WORK TO DO:
Turn the data below into a numbered list, one item per line, and leave out any blank lines.
>>>>
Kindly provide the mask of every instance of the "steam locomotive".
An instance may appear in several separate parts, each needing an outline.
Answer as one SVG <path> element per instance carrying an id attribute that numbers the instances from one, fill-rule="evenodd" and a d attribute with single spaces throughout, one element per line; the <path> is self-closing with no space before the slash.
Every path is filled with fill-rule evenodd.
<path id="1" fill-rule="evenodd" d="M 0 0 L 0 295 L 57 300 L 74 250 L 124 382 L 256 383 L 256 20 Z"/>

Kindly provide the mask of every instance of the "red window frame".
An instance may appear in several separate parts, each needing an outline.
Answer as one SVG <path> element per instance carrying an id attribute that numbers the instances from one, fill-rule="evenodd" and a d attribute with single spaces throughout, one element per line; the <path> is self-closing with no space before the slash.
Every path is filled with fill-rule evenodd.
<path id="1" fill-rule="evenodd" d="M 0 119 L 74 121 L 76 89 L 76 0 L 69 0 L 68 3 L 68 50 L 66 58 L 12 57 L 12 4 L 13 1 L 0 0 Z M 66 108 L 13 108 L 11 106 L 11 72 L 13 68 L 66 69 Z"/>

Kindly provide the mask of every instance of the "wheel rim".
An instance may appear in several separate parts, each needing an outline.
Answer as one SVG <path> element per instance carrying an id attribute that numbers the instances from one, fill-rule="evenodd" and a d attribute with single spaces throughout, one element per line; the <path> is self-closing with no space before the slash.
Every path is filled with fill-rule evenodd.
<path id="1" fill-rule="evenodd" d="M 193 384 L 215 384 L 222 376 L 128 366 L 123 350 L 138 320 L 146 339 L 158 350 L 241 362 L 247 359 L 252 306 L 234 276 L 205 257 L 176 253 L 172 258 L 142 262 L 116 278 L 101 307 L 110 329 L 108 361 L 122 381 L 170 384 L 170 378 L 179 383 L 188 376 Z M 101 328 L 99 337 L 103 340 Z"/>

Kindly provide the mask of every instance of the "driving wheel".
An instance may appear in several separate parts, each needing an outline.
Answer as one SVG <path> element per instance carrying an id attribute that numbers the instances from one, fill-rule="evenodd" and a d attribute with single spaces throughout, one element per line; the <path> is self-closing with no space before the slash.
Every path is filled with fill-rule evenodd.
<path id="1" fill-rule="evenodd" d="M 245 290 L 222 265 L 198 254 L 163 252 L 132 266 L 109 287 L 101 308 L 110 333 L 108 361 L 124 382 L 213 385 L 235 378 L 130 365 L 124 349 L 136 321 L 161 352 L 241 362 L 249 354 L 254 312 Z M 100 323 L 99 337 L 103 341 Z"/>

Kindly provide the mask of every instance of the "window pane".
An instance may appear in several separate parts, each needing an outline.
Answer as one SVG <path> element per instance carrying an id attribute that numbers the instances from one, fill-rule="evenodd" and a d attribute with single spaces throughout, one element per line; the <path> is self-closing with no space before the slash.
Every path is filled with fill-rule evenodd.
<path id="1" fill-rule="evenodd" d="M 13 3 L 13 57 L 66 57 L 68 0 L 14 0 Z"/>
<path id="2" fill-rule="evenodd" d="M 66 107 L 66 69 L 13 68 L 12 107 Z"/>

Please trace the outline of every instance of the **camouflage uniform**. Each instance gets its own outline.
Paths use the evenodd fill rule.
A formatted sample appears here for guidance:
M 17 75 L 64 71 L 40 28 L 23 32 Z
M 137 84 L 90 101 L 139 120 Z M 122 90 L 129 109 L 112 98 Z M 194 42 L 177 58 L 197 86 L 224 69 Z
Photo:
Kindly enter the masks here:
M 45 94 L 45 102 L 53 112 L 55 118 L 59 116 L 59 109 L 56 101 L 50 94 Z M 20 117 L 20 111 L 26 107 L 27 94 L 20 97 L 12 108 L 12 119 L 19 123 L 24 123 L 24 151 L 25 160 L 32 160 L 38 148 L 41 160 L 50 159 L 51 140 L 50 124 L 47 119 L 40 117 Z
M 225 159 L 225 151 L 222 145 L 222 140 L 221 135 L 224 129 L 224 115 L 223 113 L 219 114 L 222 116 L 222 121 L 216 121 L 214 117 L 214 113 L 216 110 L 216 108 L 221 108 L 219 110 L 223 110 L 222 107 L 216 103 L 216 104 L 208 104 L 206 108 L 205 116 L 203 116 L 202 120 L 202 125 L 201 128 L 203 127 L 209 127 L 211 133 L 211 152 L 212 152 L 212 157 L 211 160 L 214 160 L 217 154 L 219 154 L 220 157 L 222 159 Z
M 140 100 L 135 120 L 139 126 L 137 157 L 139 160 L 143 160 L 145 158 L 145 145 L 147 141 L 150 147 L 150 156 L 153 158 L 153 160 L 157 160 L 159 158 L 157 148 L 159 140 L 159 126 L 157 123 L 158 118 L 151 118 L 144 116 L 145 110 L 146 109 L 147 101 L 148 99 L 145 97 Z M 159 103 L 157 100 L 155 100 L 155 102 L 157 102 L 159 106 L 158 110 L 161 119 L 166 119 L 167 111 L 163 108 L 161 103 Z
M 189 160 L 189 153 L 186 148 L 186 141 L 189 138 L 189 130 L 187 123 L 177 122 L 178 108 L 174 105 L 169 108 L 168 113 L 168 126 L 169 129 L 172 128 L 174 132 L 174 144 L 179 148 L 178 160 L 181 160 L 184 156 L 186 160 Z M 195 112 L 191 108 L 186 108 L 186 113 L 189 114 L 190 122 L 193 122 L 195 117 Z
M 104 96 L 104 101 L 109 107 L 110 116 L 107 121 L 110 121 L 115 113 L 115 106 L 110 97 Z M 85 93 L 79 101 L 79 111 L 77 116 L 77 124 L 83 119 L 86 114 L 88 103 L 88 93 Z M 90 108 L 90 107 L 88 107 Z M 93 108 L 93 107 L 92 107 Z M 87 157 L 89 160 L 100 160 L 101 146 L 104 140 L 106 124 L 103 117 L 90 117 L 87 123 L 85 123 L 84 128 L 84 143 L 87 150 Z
<<<<
TASK ANSWER:
1. Kindly provide the mask of every instance of the "steam locomotive".
2. An instance may appear in several separate parts, each needing an outline.
3. Answer as one SVG <path> element per instance carrying an id attribute that numbers the instances from one, fill-rule="evenodd" and a d attribute with single spaces throughout, one element per line; the <path> is self-closing with no space before the slash.
4. Every path is filled with fill-rule evenodd.
5. <path id="1" fill-rule="evenodd" d="M 0 0 L 0 295 L 57 300 L 74 250 L 124 382 L 256 383 L 256 20 Z"/>
6. Kindly provide the mask of every instance of the "red window frame".
7. An instance may appear in several separate parts, each needing an outline.
8. Answer as one SVG <path> element per instance carrying an id attribute that numbers the instances from one, fill-rule="evenodd" and a d attribute with single spaces throughout, one element per line; the <path> is self-closing with no space before the slash.
9. Every path is filled with fill-rule evenodd.
10. <path id="1" fill-rule="evenodd" d="M 0 119 L 74 121 L 76 89 L 76 0 L 69 0 L 68 3 L 68 50 L 66 58 L 12 57 L 12 4 L 13 1 L 0 0 Z M 66 108 L 13 108 L 11 106 L 11 72 L 13 68 L 66 69 Z"/>
11. Kindly provide the mask of every instance of the "wheel rim".
12. An instance may appear in several separate parts, each needing an outline.
13. Answer as one SVG <path> element per instance carrying an id attribute that numbers the instances from one, fill-rule="evenodd" and a d attribute with single spaces throughout, one element per line; the <path> is self-closing with no space before the slash.
14. Every path is filled with fill-rule evenodd.
15. <path id="1" fill-rule="evenodd" d="M 193 384 L 215 384 L 222 376 L 128 366 L 123 350 L 138 320 L 146 339 L 158 350 L 241 362 L 247 359 L 252 306 L 234 276 L 205 257 L 176 253 L 172 258 L 142 262 L 116 278 L 101 307 L 110 329 L 108 361 L 122 381 L 170 384 L 170 378 L 179 383 L 188 376 Z M 101 328 L 99 337 L 103 340 Z"/>
16. Kindly provide the mask of every instance of the "driving wheel".
17. An instance may appear in several separate parts, each needing an outline.
18. Answer as one SVG <path> element per instance carrying an id attribute that numbers the instances from one, fill-rule="evenodd" and a d attribute with single spaces throughout, one element per line; the <path> is self-closing with no space before the slash.
19. Every path is filled with fill-rule evenodd.
20. <path id="1" fill-rule="evenodd" d="M 245 290 L 222 265 L 198 254 L 163 252 L 132 266 L 109 287 L 101 308 L 110 333 L 108 361 L 124 382 L 213 385 L 235 378 L 130 365 L 124 349 L 136 321 L 161 352 L 241 362 L 249 354 L 254 312 Z M 100 323 L 99 337 L 103 341 Z"/>
21. Kindly provide the mask of every instance of the "window pane".
22. An instance may appear in several separate parts, each needing an outline.
23. Answer as one SVG <path> element per instance carrying an id attribute that numbers the instances from one, fill-rule="evenodd" and a d attribute with single spaces throughout, one element per line; the <path> is self-closing with no space before the slash.
24. Every path is filled with fill-rule evenodd.
25. <path id="1" fill-rule="evenodd" d="M 13 3 L 13 57 L 66 57 L 68 0 L 14 0 Z"/>
26. <path id="2" fill-rule="evenodd" d="M 66 107 L 66 69 L 13 68 L 12 107 Z"/>
27. Please trace the outline of every instance of the **camouflage uniform**. Each instance gets its own outline.
28. Paths use the evenodd fill rule.
29. A formatted sample appears here for guidance:
30. M 17 75 L 64 71 L 40 28 L 23 32 Z
31. M 137 84 L 90 101 L 139 120 Z M 122 90 L 129 109 L 112 98 Z M 194 42 L 177 58 L 197 86 L 224 69 Z
32. Photo:
33. Kindly enter the masks here:
34. M 45 94 L 45 102 L 53 112 L 55 118 L 59 116 L 59 109 L 56 101 L 50 94 Z M 20 117 L 20 111 L 26 107 L 27 94 L 20 97 L 12 108 L 12 119 L 19 123 L 24 123 L 24 151 L 25 160 L 32 160 L 38 148 L 41 160 L 50 159 L 51 140 L 50 124 L 47 119 L 40 117 Z
35. M 225 159 L 225 151 L 222 145 L 222 140 L 221 135 L 224 129 L 224 115 L 223 113 L 219 114 L 222 116 L 222 121 L 216 121 L 214 117 L 214 113 L 216 110 L 216 108 L 221 108 L 219 110 L 223 110 L 222 107 L 216 103 L 216 104 L 208 104 L 206 108 L 205 116 L 203 116 L 202 120 L 202 125 L 201 128 L 203 127 L 209 127 L 211 133 L 211 152 L 212 152 L 212 157 L 211 160 L 214 160 L 217 154 L 219 154 L 220 157 L 222 159 Z
36. M 140 100 L 135 120 L 139 126 L 137 157 L 139 160 L 143 160 L 145 158 L 145 145 L 147 141 L 150 147 L 150 156 L 153 158 L 153 160 L 157 160 L 159 158 L 157 148 L 159 140 L 159 126 L 157 123 L 158 118 L 151 118 L 144 116 L 145 110 L 146 109 L 147 101 L 148 99 L 145 97 Z M 159 103 L 157 100 L 155 100 L 155 102 L 157 102 L 159 106 L 158 110 L 161 119 L 166 119 L 167 111 L 163 108 L 161 103 Z
37. M 189 160 L 189 153 L 186 148 L 186 141 L 189 138 L 189 130 L 187 123 L 177 122 L 178 108 L 174 105 L 169 108 L 168 113 L 168 126 L 169 129 L 172 128 L 174 132 L 174 144 L 179 148 L 178 160 L 181 160 L 184 156 L 186 160 Z M 195 112 L 191 108 L 186 108 L 186 113 L 189 114 L 190 122 L 193 122 L 195 117 Z
38. M 104 96 L 104 101 L 109 107 L 110 116 L 107 121 L 110 121 L 115 113 L 115 106 L 110 97 Z M 85 93 L 79 101 L 79 111 L 77 116 L 77 124 L 83 119 L 86 114 L 88 103 L 88 93 Z M 90 108 L 90 107 L 88 107 Z M 93 108 L 93 107 L 92 107 Z M 87 157 L 89 160 L 100 160 L 101 146 L 104 140 L 106 124 L 103 117 L 90 117 L 87 123 L 85 123 L 84 128 L 84 143 L 87 150 Z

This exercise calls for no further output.